_What to work on_
Only one span belongs in the answer: the line holding "wooden floor for the incident report." through the last line of the entries below, retyped exactly.

(Dataset entries)
────

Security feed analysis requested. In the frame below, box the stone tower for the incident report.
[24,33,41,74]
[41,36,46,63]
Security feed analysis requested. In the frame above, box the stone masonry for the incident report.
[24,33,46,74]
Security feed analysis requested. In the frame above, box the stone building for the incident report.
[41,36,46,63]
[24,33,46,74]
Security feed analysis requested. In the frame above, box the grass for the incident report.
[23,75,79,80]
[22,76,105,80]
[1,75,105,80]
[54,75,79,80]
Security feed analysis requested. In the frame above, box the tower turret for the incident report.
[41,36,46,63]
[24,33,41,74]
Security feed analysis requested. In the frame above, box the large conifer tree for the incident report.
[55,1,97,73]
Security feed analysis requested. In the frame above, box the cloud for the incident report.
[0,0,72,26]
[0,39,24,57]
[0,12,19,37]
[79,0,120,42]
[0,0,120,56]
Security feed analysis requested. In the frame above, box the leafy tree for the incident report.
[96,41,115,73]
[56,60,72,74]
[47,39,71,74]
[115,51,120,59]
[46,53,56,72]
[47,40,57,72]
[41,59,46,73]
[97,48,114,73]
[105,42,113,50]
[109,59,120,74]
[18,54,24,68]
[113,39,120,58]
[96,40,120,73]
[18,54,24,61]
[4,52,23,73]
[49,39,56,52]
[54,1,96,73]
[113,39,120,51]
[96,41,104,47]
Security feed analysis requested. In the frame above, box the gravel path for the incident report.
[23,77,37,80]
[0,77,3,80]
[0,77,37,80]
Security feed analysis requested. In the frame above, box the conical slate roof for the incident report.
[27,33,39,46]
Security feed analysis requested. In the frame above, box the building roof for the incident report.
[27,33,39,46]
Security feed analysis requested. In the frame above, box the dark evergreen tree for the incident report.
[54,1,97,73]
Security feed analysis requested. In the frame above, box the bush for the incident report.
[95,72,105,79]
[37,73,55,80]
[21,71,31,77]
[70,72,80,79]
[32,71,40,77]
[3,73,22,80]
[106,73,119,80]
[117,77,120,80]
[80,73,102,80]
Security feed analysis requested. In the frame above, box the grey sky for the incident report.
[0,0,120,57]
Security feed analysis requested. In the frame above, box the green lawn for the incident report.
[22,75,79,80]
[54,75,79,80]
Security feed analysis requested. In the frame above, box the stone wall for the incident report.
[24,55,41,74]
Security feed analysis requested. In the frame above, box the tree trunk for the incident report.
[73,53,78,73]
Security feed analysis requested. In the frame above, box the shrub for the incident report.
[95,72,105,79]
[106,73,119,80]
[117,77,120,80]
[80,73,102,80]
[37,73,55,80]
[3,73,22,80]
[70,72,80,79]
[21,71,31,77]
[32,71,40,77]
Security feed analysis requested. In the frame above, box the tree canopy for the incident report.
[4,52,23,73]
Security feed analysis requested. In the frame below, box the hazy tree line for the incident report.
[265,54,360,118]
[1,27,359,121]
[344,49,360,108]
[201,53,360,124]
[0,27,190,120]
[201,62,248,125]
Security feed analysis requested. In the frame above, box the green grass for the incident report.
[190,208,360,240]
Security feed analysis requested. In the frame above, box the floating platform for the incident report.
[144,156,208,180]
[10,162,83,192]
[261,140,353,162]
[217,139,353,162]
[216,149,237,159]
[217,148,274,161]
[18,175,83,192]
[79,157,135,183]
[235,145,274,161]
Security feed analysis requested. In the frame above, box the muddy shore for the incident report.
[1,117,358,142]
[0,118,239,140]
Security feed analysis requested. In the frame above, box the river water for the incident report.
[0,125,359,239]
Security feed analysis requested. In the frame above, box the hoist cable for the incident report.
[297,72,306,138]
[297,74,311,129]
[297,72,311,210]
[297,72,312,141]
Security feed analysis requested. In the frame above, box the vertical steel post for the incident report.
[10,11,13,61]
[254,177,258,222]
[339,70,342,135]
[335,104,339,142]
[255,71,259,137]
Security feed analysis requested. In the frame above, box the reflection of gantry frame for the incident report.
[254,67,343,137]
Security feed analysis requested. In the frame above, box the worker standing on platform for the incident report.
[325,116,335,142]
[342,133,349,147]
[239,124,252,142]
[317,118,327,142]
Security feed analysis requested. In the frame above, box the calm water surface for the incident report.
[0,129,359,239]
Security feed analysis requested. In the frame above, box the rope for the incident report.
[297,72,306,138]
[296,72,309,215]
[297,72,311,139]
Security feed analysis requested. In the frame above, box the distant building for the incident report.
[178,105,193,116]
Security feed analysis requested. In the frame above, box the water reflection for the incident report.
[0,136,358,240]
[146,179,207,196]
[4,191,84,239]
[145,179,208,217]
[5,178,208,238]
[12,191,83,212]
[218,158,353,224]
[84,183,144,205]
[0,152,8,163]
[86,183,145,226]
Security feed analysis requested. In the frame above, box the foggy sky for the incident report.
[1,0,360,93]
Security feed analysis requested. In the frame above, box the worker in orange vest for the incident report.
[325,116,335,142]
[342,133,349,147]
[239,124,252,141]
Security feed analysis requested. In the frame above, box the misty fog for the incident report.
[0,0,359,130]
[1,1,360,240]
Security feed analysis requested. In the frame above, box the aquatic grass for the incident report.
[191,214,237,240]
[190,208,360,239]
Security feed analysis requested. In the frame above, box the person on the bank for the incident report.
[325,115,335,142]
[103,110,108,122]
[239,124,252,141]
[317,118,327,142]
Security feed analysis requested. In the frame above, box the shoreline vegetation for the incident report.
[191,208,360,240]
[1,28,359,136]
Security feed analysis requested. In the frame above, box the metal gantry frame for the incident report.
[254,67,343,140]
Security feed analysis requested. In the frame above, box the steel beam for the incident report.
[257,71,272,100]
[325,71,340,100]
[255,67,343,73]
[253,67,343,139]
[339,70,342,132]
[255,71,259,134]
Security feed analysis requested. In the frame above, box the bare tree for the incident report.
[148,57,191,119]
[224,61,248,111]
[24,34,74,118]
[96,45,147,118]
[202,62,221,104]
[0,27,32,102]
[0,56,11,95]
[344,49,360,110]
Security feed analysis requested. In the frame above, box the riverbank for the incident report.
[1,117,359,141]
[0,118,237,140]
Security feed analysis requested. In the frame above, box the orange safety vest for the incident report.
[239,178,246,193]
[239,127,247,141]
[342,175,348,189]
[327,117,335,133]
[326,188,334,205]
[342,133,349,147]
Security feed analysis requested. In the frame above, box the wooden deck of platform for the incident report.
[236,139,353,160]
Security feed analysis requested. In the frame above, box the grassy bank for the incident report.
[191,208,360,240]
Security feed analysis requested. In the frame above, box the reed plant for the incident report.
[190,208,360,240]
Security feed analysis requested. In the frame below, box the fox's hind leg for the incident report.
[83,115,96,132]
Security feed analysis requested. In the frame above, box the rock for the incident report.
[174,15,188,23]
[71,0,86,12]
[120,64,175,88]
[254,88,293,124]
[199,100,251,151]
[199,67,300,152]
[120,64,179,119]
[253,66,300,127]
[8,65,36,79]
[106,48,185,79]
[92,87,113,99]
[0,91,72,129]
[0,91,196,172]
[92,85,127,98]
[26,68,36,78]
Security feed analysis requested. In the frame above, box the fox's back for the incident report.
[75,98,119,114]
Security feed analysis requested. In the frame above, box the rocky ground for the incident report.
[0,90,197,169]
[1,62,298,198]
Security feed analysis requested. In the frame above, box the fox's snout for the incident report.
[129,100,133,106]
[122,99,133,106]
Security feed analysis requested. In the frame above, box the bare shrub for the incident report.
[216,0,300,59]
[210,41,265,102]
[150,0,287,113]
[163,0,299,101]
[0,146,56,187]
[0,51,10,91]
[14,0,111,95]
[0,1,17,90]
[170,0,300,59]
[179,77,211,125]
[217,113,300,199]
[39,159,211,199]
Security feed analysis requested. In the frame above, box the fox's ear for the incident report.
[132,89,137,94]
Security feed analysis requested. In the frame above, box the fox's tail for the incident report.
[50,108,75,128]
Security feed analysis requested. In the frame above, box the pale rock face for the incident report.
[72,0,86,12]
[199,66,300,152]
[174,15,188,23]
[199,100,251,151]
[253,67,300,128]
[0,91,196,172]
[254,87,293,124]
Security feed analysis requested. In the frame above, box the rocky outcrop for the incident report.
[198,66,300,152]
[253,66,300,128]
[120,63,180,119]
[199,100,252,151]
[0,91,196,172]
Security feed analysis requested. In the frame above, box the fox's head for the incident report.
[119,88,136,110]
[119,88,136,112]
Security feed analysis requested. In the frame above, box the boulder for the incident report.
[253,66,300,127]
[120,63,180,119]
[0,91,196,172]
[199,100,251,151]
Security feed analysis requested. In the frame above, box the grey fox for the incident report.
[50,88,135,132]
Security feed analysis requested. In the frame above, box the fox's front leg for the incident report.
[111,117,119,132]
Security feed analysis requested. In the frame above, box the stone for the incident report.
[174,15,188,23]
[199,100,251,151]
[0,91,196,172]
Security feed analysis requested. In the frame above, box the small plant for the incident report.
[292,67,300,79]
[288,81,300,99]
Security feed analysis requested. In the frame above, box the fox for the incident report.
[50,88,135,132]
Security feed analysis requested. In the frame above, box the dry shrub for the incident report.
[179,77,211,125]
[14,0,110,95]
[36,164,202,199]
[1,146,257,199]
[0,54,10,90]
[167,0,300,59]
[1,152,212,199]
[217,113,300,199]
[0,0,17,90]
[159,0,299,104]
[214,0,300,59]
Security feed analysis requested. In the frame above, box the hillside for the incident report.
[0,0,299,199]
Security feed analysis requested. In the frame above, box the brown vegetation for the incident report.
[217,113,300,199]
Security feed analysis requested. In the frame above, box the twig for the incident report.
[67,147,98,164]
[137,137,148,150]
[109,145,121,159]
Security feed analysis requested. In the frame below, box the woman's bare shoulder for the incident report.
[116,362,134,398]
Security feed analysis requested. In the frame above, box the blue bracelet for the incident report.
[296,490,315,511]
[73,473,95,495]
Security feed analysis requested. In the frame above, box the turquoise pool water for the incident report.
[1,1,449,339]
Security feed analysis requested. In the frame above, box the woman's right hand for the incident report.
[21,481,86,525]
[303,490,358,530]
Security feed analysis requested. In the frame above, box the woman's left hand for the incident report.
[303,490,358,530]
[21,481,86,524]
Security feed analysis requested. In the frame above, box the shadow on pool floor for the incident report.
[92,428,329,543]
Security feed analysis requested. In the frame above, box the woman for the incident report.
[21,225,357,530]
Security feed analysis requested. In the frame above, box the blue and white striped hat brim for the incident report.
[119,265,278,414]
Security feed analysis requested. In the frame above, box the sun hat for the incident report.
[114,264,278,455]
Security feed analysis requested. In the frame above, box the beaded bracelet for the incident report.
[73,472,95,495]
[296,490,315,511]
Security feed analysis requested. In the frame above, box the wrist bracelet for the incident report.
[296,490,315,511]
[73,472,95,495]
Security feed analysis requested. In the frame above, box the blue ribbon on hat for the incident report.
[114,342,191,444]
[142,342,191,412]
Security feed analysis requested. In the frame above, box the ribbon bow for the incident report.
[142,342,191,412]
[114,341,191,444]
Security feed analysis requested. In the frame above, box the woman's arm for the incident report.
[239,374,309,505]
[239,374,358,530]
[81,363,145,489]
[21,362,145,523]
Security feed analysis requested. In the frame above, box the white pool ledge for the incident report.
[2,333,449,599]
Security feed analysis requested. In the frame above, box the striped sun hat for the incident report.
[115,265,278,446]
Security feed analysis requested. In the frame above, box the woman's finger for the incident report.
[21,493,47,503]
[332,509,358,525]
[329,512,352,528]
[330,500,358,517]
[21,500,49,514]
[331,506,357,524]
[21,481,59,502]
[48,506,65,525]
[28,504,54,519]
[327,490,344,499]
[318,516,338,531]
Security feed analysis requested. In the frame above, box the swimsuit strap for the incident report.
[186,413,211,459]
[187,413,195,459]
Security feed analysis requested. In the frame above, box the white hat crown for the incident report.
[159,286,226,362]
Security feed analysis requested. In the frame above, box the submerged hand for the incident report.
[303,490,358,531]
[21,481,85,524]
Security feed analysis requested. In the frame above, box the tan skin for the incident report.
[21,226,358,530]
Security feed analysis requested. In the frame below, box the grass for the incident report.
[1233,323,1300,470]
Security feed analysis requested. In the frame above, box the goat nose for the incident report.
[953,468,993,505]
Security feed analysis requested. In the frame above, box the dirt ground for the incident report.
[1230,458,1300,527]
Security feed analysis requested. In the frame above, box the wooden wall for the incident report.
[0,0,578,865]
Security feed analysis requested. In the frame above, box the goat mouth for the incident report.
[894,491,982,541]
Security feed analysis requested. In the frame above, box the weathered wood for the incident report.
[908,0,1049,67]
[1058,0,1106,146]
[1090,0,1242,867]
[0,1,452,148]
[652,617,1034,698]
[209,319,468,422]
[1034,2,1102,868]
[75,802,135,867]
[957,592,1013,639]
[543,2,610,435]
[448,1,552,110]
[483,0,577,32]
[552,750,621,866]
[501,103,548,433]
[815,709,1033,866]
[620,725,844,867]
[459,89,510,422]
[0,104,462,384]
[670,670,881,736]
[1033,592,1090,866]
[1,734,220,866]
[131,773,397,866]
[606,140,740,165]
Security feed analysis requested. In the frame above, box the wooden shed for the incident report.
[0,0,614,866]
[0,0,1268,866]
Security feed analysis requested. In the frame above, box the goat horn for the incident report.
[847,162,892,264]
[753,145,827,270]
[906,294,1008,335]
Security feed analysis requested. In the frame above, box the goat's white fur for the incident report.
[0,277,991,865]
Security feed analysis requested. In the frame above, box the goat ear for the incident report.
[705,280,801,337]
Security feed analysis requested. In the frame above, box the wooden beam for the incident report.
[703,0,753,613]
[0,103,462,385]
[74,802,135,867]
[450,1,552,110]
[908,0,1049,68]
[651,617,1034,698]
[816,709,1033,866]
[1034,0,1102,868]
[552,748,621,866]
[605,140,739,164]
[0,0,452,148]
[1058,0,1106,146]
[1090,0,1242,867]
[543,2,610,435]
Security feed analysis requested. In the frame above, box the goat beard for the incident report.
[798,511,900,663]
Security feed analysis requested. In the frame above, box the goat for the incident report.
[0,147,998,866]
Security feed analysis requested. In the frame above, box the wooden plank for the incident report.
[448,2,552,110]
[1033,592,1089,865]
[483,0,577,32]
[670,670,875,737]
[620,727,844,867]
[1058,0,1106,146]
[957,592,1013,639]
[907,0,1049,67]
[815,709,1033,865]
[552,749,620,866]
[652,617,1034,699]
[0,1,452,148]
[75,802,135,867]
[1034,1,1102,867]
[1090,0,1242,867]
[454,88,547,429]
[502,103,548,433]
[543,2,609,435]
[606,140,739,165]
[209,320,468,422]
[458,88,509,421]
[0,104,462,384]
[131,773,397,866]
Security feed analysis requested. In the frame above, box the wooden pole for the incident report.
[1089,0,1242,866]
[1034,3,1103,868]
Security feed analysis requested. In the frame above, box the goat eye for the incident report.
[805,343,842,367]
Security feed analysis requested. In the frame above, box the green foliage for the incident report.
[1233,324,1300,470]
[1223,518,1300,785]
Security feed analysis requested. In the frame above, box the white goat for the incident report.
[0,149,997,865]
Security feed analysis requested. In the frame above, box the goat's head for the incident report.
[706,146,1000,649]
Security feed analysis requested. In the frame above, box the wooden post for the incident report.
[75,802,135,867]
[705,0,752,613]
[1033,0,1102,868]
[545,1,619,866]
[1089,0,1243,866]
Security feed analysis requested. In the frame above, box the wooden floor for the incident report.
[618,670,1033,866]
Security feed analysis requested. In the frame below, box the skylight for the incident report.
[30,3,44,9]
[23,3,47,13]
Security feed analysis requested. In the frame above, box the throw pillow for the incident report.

────

_Exercise output_
Security feed analysis requested. In the frame above, box the wooden floor for the incident report.
[618,670,1033,866]
Security feed analysis requested. In the frame below, box the skylight for the incident report.
[30,3,44,9]
[23,3,47,13]
Security feed analysis requested. In the frame above, box the throw pillow for the incident report.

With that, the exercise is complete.